Task brief
Which lines in the rows below contain the word "ground" with the same capitalization? Pick out each of them and copy it.

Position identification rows
— start —

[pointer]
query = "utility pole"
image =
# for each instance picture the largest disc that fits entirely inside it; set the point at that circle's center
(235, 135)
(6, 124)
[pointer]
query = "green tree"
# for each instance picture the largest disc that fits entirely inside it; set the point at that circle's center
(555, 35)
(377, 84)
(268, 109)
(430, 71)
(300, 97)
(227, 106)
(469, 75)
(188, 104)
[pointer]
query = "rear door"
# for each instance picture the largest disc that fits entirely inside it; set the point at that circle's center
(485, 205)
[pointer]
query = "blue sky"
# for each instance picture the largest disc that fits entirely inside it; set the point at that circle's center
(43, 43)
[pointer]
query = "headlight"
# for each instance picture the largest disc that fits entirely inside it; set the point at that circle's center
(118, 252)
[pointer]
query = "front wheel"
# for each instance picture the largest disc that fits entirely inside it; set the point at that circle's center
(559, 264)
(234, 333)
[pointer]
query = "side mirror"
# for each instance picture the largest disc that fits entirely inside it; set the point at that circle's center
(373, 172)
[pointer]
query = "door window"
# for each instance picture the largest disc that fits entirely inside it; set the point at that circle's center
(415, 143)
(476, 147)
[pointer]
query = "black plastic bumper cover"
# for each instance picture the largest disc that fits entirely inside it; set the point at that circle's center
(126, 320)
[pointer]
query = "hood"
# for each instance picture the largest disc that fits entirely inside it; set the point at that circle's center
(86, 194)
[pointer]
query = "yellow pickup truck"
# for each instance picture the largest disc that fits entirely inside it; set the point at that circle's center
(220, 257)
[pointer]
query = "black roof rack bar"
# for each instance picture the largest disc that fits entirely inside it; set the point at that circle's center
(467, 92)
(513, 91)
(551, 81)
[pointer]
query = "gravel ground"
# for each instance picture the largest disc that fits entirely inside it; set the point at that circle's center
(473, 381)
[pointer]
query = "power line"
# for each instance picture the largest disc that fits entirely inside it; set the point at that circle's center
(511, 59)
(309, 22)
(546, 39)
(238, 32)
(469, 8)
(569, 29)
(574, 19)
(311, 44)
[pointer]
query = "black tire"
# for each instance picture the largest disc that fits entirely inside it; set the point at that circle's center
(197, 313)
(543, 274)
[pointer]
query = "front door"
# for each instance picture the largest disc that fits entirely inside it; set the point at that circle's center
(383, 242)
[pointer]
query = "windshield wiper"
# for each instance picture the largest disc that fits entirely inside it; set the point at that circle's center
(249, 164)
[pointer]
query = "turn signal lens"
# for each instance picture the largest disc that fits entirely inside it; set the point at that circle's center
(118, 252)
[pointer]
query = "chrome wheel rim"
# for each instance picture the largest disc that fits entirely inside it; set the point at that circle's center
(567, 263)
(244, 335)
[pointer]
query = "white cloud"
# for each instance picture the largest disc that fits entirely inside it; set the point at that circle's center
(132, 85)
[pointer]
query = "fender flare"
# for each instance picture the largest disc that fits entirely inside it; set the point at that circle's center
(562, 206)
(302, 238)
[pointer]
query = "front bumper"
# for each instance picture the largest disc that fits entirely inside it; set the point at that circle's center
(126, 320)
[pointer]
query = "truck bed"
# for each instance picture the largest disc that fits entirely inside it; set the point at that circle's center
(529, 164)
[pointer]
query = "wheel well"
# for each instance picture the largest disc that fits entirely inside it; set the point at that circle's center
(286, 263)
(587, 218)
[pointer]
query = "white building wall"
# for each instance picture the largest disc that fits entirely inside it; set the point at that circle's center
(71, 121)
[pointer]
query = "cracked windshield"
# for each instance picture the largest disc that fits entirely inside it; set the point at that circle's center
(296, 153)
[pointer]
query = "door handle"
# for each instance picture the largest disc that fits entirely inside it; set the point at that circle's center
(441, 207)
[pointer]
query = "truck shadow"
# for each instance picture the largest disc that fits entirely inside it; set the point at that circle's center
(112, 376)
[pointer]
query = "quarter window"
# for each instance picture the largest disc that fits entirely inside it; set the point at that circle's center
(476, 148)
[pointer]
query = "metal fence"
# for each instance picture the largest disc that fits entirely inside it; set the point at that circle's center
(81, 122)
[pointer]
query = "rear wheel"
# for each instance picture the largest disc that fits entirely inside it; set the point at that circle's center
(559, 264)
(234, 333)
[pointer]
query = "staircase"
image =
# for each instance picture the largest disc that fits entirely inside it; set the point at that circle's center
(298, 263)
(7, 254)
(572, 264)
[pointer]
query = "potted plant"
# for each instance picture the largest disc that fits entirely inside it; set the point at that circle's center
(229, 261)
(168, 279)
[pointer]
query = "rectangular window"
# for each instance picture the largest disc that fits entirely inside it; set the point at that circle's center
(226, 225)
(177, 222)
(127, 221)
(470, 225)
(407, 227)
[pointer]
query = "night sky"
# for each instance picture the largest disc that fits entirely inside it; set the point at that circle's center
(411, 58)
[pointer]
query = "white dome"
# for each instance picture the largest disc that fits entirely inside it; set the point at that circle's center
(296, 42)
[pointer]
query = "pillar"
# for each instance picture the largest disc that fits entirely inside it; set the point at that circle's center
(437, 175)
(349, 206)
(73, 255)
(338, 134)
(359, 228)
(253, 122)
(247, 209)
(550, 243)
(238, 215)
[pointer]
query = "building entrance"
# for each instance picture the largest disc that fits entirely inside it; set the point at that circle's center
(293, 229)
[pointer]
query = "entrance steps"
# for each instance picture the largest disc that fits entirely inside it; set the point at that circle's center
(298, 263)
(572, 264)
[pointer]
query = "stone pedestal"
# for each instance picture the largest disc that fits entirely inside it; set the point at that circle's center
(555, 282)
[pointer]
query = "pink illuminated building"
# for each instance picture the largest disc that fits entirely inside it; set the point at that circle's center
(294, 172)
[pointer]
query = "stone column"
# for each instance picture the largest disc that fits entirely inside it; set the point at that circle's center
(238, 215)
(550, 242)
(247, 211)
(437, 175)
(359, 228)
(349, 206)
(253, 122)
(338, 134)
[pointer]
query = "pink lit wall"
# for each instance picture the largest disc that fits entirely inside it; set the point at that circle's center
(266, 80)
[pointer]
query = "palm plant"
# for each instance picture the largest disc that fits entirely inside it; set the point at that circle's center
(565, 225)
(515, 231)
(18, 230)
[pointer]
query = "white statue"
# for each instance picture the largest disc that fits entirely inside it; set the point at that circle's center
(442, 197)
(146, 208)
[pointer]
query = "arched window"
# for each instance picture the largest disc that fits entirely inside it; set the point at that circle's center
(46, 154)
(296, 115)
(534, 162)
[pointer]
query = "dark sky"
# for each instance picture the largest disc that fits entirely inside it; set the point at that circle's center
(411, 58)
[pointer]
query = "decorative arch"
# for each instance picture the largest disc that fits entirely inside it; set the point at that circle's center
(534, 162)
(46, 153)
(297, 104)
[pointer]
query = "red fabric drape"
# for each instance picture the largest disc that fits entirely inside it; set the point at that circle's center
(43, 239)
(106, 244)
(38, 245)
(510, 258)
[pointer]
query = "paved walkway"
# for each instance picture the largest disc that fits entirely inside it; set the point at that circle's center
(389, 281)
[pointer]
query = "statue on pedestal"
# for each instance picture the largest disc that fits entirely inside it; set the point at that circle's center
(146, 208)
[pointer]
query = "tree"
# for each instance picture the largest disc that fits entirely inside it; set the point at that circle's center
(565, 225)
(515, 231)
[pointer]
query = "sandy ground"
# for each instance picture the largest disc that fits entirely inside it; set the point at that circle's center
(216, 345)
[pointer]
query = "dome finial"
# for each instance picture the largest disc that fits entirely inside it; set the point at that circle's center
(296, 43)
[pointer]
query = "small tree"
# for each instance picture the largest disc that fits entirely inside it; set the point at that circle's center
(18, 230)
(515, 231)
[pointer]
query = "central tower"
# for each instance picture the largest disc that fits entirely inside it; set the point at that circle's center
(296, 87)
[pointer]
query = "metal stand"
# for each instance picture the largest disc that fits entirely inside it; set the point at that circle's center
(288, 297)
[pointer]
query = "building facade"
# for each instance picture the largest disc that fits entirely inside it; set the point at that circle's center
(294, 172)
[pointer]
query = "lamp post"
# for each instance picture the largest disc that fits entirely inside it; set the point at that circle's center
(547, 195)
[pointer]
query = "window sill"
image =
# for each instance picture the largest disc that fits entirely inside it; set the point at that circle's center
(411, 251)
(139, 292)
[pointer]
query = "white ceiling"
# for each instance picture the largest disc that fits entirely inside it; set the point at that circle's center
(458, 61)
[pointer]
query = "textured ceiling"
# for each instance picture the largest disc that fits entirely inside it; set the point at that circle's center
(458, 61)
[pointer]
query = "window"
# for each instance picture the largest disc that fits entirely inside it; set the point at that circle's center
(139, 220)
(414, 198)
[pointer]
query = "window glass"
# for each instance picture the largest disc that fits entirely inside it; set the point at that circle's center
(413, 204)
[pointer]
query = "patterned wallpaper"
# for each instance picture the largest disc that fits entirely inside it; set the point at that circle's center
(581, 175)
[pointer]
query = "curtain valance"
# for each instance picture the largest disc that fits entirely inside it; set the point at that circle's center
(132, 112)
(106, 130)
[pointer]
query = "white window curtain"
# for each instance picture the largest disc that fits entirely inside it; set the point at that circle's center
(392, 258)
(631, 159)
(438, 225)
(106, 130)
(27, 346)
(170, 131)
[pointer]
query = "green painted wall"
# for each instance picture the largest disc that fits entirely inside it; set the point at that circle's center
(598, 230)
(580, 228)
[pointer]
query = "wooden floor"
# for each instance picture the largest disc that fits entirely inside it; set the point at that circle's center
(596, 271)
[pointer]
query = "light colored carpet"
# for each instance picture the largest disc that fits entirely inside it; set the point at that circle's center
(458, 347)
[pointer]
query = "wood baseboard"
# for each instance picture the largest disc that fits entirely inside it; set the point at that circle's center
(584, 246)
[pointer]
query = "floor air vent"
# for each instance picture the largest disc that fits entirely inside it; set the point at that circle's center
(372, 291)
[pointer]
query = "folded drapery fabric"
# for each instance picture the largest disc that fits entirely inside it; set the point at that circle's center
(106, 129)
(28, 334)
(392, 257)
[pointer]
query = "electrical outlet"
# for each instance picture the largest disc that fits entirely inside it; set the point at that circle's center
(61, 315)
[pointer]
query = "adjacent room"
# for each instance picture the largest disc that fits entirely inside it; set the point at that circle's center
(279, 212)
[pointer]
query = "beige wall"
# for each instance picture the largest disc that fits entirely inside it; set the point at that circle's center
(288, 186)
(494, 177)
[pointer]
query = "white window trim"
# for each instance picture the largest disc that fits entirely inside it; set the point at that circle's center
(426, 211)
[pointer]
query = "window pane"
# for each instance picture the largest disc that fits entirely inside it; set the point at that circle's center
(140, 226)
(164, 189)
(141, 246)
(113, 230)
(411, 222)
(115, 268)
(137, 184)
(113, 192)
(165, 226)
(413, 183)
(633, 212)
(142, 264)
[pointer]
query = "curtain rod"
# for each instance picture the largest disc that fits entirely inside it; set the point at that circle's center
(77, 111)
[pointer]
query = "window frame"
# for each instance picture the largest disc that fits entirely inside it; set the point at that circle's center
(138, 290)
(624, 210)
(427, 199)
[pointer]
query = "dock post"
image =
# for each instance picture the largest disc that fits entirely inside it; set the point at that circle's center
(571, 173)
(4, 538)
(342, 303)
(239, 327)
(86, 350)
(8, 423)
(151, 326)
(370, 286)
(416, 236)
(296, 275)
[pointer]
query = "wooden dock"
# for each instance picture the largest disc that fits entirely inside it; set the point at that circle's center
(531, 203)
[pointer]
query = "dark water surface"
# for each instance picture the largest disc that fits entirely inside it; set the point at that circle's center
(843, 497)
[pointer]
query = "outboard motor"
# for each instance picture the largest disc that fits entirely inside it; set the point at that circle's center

— end —

Answer to the exercise
query = "gravel ground"
query = "sandy ground"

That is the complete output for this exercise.